## Instructions to follow
Can you convert the lines of the material, starting at the line that contains "Exercise. Mark the pink ceramic" and ending with the last line of the material (both included), into a numbered list with any blank lines left out?

Extracted data entries:
--- BEGIN ---
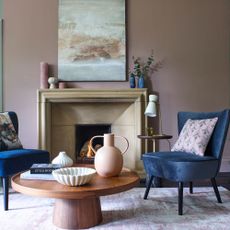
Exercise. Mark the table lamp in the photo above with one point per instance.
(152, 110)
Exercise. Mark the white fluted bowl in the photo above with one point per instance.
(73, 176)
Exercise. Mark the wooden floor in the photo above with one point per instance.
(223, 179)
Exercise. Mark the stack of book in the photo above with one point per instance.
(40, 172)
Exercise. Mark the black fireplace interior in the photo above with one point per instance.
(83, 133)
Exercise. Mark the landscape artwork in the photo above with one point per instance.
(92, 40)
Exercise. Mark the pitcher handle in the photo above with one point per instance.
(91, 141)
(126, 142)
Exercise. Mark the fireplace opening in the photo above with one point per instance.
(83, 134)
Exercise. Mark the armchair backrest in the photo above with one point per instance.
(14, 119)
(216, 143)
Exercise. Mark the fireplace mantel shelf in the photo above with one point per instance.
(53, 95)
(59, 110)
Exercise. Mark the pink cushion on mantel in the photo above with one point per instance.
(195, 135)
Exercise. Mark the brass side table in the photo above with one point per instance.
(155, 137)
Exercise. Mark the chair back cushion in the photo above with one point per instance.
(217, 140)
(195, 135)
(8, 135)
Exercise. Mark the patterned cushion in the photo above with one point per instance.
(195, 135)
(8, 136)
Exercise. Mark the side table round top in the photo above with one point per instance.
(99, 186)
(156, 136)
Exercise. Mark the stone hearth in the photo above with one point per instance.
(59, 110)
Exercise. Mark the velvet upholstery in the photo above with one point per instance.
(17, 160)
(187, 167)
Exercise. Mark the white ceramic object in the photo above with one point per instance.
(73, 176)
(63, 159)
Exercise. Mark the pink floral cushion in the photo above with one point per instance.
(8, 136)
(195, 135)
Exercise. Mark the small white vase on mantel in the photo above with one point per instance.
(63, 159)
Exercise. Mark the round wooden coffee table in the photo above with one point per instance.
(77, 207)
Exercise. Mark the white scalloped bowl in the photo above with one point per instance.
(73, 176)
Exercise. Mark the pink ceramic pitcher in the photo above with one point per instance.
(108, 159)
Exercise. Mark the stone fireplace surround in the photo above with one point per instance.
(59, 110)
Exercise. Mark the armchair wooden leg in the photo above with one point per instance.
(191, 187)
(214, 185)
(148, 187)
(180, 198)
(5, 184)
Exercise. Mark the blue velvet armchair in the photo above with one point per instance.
--- END ---
## Result
1. Exercise. Mark the pink ceramic pitcher in the photo above with one point per instance.
2. (108, 159)
3. Exercise. Mark the stone fireplace surround in the photo above with one point per instance.
4. (59, 110)
5. Exercise. Mark the armchair wooden leg in the photo above with one point per instance.
6. (191, 187)
7. (214, 185)
8. (148, 187)
9. (180, 198)
10. (5, 184)
11. Exercise. Mark the blue velvet armchair in the photo above with one point per instance.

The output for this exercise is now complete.